> [Required work]
1. Write out the part of the Word printing message that begins at the words "No idea why" and stops after "and font features.".
2. In the Word printing message, how large was the spooled document when it had gridlines?

> [Document extract]
###
Word printing problem?

Subject: Word printing problem?
From: "Hart, Geoff" <Geoff-H -at- MTL -dot- FERIC -dot- CA>
To: "TECHWR-L" <techwr-l -at- lists -dot- raycomm -dot- com>
Date: Wed, 12 Nov 2003 08:24:13 -0500


Rob Partridge reports: <<A little more information... Printing was slow on
several separate systems, so I'm not sure it's a driver issue, but obviously
it could be several separate driver issues. I checked the print as it
spooled, and the problem is clear in the size of the spooled doc. With
gridlines it is 86Mb, without it is 1.37Mb. No wonder it is taking so long
to print. My client wants a word doc and pdf won't do.>>

No idea why Word is being such a bear about the gridlines. It seems very odd
that these are amounting to an additional 80+ Meg of file size. I've never
seen that before. Anyway, as the saying goes, "Word happens". One good
preliminary solution would be to minimize the number of gridlines you're
using in the table. There are lots of ways to do this. For example, use
blank rows to separate rows of data rather than using a gridline. Use cell
shading or font underlining rather than underlining the entire row of cells
to define the headings. In short, be a little creative with white space,
color, and font features.
###
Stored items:
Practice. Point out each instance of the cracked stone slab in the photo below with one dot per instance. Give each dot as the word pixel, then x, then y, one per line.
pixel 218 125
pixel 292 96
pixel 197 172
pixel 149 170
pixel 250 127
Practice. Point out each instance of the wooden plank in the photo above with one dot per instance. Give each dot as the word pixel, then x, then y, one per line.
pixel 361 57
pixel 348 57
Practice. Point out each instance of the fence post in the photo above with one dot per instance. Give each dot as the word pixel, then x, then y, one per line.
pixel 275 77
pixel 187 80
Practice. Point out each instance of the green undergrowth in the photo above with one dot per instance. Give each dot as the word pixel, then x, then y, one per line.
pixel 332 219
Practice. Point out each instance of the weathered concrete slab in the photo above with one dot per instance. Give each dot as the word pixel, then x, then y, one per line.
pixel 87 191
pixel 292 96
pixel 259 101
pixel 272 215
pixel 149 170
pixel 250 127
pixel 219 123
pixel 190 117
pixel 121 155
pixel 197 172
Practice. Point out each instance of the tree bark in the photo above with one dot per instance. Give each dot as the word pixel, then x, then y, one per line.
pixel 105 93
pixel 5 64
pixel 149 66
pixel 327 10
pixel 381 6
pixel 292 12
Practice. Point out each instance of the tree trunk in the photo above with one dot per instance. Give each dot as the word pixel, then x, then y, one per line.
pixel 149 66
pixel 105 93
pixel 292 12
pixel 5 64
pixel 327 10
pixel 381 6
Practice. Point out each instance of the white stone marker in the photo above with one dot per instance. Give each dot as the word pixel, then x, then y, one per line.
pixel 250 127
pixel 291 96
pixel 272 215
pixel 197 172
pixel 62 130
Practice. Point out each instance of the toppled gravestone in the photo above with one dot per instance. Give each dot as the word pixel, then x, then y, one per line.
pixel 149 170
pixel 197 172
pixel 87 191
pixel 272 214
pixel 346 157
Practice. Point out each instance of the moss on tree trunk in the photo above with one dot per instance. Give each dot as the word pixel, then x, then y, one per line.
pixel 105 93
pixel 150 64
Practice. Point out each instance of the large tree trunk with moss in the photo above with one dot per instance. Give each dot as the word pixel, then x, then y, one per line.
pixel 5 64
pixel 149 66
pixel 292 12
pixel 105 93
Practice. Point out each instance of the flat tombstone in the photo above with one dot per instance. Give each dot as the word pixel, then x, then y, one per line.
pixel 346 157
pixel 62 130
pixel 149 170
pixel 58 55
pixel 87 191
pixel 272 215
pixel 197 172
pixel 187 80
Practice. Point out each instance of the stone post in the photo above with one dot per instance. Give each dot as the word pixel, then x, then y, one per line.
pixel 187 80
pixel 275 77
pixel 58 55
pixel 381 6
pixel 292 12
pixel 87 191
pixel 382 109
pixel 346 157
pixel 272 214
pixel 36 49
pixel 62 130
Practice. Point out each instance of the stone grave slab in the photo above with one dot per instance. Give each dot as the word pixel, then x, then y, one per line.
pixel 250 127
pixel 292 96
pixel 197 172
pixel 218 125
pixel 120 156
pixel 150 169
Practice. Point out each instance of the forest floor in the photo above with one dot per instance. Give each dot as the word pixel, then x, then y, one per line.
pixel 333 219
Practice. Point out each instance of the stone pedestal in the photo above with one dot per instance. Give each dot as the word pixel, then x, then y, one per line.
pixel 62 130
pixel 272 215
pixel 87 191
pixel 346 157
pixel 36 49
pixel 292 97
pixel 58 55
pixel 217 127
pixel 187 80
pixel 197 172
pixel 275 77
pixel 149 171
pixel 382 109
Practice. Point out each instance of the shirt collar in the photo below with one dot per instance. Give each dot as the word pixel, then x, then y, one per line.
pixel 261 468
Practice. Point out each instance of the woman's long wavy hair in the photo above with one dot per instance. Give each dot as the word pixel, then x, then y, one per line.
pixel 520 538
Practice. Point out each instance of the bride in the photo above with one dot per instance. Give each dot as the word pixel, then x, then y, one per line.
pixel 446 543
###
> [Written answers]
1.
No idea why Word is being such a bear about the gridlines. It seems very odd
that these are amounting to an additional 80+ Meg of file size. I've never
seen that before. Anyway, as the saying goes, "Word happens". One good
preliminary solution would be to minimize the number of gridlines you're
using in the table. There are lots of ways to do this. For example, use
blank rows to separate rows of data rather than using a gridline. Use cell
shading or font underlining rather than underlining the entire row of cells
to define the headings. In short, be a little creative with white space,
color, and font features.

2. 86Mb